■ **Quoted text**:
------------------------

Analysis Problem of the Day 32

After a brief hiatus, today’s problem is Problem 2 from the Spring 2009 UCLA Analysis Qual:

Let $H$ be an infinite-dimensional real Hilbert space.

a) Prove that the unit sphere of $H$ is weakly dense in the unit ball of $H.$

b) Prove that there exists a sequence of bounded linear operators $T_n$ on $H$ such that $\|T_n\|=1$ for all $n$ but $T_n(x) \to 0$ for all $x \in H.$

Solution: a) I claim that in any infinite-dimensional normed space $X,$ the weak closure of the unit sphere $\overline{S^w}$ is the closed unit ball $B$ in $H.$ Indeed, one inclusion is clear – since a convex set is closed if and only if it is weakly closed, $B$ is weakly closed, and so $\overline{S^w} \subseteq B.$ Conversely, recall that the weak topology is the coarsest topology on $H,$ such that the linear functional evaluation maps $x \to \phi(x) = \langle x, \phi \rangle$ are continuous. Thus, the basic open neighborhoods in the weak topology of some $x \in H$ are the sets $U=\{y \in H: \langle y-x, \phi_i \rangle < \epsilon, i=1,...,n\}.$ For $x \in B,$ note that $y-x \in \bigcap_{i=1}^n \ker \phi_i,$ and since kernels of linear functionals have finite codimension and $X$ is infinite-dimensional, the intersection of the kernels is infinite-dimensional and therefore contains a line $L=\{tv: t \in \mathbb{R}, v \in X\}$ through the origin. In particular, since $\|x\| \leq 1,$ if $y-x \in L,$ so $y = x+L$ intersects $S$ (since for $t=0$ one has $\|y\| \leq 1$ and for $t$ large $\|y\| \to \infty.$ ) Thus, any basic open neighborhood of $x \in B$ intersects $S,$ i.e. $S$ is weakly dense in $B.$ Along with the other inclusion, it follows that $\overline{S^w}=B.$

b) Note that since $H$ is reflexive, the weak topology on the unit ball is metrizable. In particular, let $x_n \in S$ be a sequence of unit vectors converging weakly to 0, and define $T_n: H \to H$ by $T_n x= \langle x,x_n\rangle x_n.$ Then, $T_n x \to 0$ for all $x \in H$ since $x_n \rightharpoonup 0,$ but $\|T_n x \| \leq \|x\|$ and $\|T_n x_n\| = \|x_n\|=1,$ i.e. $\|T_n\|=1.$ Thus, $T_n$ satisfies the necessary properties.

------------------------

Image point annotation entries
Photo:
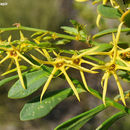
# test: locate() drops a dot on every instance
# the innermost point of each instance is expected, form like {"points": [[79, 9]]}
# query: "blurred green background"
{"points": [[50, 15]]}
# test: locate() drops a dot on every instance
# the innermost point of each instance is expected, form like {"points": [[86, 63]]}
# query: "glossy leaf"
{"points": [[107, 123], [125, 75], [6, 80], [77, 122], [108, 12], [36, 109], [73, 31], [126, 18], [33, 81]]}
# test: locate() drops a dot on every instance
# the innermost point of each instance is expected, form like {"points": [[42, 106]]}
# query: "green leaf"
{"points": [[6, 80], [36, 109], [125, 75], [126, 18], [77, 122], [109, 31], [108, 12], [73, 31], [107, 123], [62, 42], [33, 81], [126, 94]]}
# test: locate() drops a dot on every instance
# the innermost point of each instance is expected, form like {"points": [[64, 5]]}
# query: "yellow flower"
{"points": [[111, 67], [113, 3], [15, 55], [62, 63], [81, 0]]}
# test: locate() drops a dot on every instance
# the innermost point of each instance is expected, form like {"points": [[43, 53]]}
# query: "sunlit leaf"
{"points": [[77, 122], [107, 123], [36, 109], [108, 12], [33, 81]]}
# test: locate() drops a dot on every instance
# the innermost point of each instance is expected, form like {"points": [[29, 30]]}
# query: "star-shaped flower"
{"points": [[112, 67]]}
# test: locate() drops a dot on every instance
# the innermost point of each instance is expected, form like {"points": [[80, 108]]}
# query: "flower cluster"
{"points": [[15, 51], [113, 66]]}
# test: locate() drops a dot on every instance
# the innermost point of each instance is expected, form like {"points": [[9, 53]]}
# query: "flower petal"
{"points": [[105, 87], [120, 89], [48, 82], [70, 83]]}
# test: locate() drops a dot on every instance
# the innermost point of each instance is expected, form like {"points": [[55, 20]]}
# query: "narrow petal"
{"points": [[48, 82], [46, 54], [84, 80], [70, 83], [105, 88], [102, 67], [81, 68], [41, 61], [10, 65], [88, 62], [24, 58], [120, 89], [88, 52], [13, 70], [118, 32], [103, 78], [19, 73], [98, 20], [4, 59], [122, 68]]}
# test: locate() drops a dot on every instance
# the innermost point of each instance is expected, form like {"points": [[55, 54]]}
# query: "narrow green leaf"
{"points": [[126, 18], [74, 31], [125, 75], [33, 81], [77, 122], [108, 12], [36, 109], [6, 80], [107, 123], [109, 31]]}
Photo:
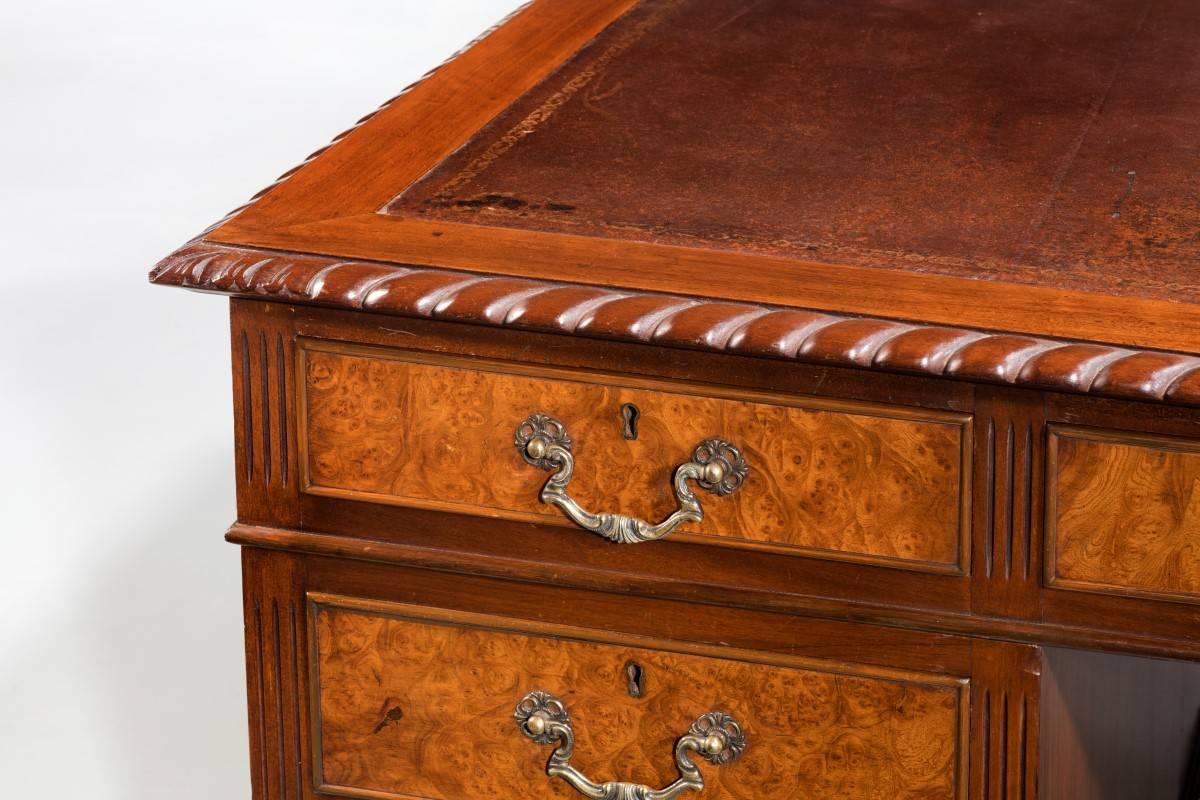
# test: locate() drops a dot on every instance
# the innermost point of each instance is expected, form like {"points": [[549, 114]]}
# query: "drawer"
{"points": [[835, 479], [417, 702], [1123, 512]]}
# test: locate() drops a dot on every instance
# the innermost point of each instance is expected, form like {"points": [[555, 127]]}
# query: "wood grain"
{"points": [[840, 479], [759, 329], [1123, 513], [418, 708]]}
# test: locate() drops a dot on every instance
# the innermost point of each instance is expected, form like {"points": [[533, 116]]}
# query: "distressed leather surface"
{"points": [[1048, 143]]}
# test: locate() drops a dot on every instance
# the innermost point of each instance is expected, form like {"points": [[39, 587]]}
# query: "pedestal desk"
{"points": [[732, 400]]}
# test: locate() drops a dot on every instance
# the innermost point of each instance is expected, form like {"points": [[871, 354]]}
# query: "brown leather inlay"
{"points": [[1041, 143]]}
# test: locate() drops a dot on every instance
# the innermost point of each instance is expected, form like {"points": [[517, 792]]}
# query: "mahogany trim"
{"points": [[1126, 438], [676, 320], [959, 566], [600, 579]]}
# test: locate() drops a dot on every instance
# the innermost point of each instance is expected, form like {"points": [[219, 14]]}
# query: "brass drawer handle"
{"points": [[715, 465], [715, 737]]}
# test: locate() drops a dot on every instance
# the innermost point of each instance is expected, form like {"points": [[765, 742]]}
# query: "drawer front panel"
{"points": [[1123, 512], [843, 480], [418, 703]]}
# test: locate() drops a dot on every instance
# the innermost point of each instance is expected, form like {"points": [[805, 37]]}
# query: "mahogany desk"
{"points": [[732, 400]]}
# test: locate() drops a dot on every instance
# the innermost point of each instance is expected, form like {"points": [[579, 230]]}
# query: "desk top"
{"points": [[991, 168]]}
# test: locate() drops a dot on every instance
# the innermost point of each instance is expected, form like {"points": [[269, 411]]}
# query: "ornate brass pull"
{"points": [[715, 737], [715, 465]]}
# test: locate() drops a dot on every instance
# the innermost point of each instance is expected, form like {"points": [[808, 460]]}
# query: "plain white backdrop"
{"points": [[126, 127]]}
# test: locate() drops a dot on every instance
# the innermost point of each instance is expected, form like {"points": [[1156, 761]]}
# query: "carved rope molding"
{"points": [[745, 329]]}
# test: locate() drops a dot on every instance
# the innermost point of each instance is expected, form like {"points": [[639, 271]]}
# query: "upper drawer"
{"points": [[1123, 513], [845, 480]]}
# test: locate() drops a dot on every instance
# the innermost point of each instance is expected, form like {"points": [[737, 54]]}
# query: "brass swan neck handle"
{"points": [[715, 737], [715, 465]]}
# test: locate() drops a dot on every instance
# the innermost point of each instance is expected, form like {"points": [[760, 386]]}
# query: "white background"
{"points": [[125, 128]]}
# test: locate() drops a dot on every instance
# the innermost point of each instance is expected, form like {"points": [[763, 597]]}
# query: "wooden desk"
{"points": [[887, 311]]}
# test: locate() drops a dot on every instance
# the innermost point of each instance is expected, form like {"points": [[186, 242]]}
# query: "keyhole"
{"points": [[629, 414], [636, 679]]}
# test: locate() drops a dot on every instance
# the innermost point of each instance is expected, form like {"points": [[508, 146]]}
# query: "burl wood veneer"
{"points": [[399, 685], [931, 265], [1125, 512], [436, 432]]}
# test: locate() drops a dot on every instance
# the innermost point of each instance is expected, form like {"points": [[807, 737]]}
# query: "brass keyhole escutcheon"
{"points": [[635, 678], [629, 416]]}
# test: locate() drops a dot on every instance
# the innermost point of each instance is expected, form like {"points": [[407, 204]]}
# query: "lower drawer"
{"points": [[385, 681], [419, 703]]}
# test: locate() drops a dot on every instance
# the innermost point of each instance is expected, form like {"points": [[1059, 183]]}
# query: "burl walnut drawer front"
{"points": [[844, 480], [1123, 513], [437, 705]]}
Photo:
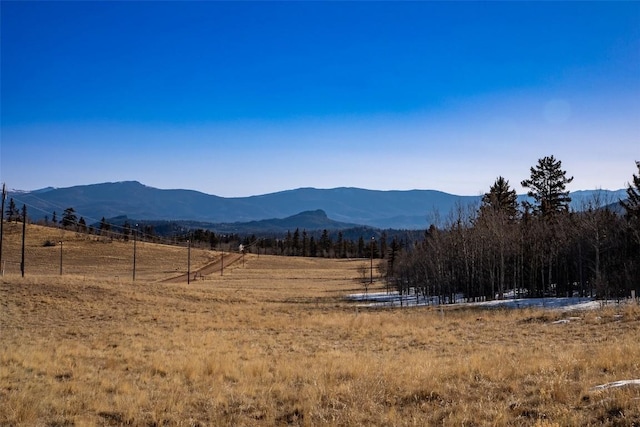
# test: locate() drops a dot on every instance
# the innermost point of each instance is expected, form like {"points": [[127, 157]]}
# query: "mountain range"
{"points": [[346, 207]]}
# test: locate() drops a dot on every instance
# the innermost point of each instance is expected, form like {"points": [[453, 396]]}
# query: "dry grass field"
{"points": [[273, 342]]}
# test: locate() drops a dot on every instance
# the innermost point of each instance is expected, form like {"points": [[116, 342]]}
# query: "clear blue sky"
{"points": [[243, 98]]}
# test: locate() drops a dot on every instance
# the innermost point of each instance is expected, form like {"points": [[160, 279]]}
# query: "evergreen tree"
{"points": [[104, 226], [69, 218], [501, 198], [547, 186], [497, 214], [82, 225], [632, 204], [126, 230], [12, 213]]}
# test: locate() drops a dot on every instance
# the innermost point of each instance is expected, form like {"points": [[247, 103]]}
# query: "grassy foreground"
{"points": [[274, 343]]}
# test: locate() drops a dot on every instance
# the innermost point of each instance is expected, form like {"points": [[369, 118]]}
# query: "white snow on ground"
{"points": [[393, 299]]}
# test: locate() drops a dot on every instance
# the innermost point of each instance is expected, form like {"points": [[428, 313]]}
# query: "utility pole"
{"points": [[135, 237], [373, 239], [188, 261], [24, 232], [4, 197]]}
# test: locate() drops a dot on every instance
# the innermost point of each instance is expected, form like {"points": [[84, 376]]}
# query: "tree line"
{"points": [[533, 249], [497, 249]]}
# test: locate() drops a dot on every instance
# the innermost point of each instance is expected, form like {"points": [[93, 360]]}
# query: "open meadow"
{"points": [[274, 341]]}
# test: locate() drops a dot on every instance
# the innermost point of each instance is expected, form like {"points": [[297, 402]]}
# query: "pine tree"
{"points": [[632, 204], [82, 225], [501, 198], [548, 187], [12, 213], [69, 218]]}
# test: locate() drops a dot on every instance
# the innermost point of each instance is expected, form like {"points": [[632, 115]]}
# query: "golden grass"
{"points": [[274, 343]]}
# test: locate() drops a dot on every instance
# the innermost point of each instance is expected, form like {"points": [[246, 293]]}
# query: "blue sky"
{"points": [[243, 98]]}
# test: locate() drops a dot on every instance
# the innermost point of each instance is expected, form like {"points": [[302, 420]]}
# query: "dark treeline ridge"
{"points": [[497, 249]]}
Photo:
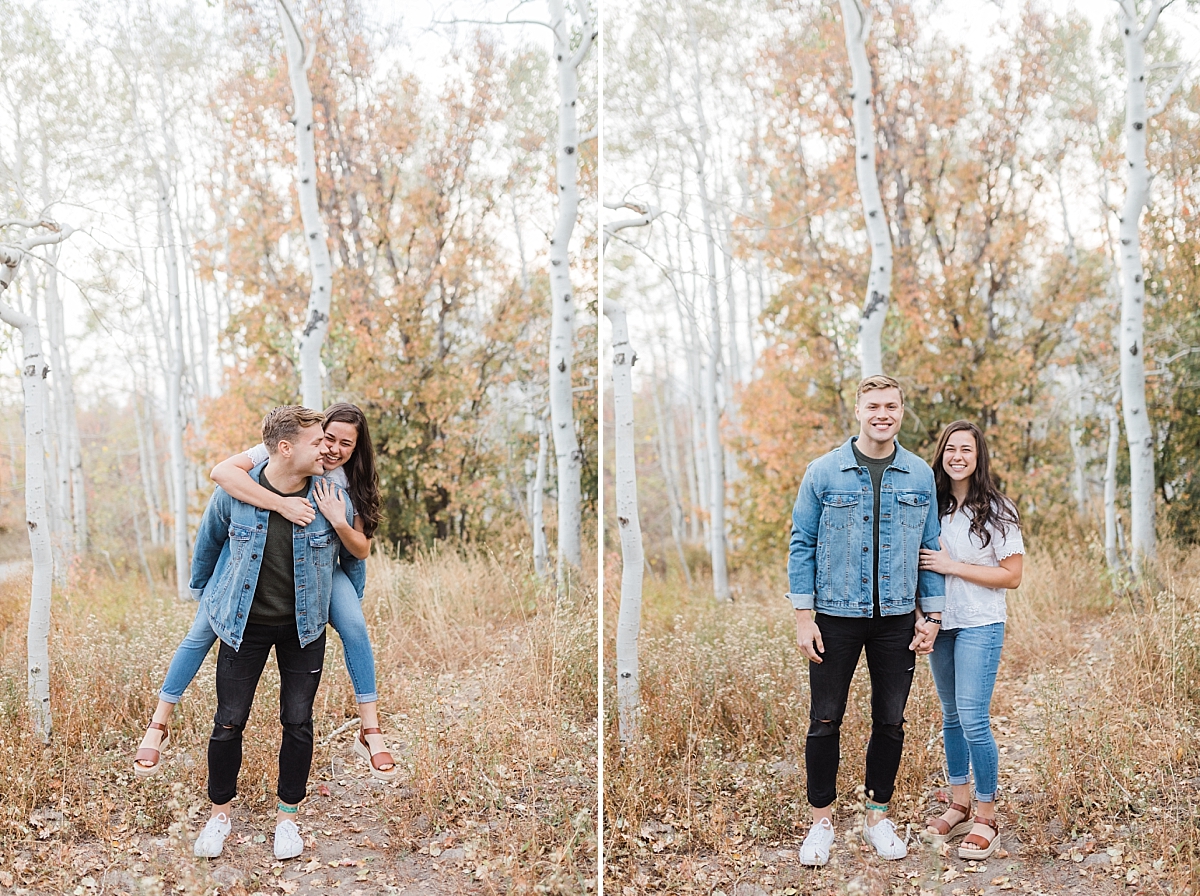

------------------------

■ **Problems to work on**:
• A. Answer these questions about the analysis problem:
(i) Which exam is the problem taken from, and which problem number is it?
(ii) In the solution to part b, what property of $H$ is cited to conclude that the weak topology on the unit ball is metrizable?
(iii) How is $T_n$ defined in the solution to part b?
• B. Please collect every line of the records that contains the string "handle". Case counts.

■ **Responses**:
• A.
(i) The Spring 2009 UCLA Analysis Qual, Problem 2.
(ii) $H$ is reflexive.
(iii) $T_n: H \to H$ is defined by $T_n x = \langle x, x_n \rangle x_n$, where $x_n$ is a sequence of unit vectors converging weakly to 0.

• B.
# query: "brass drawer handle"
# query: "brass swan neck handle"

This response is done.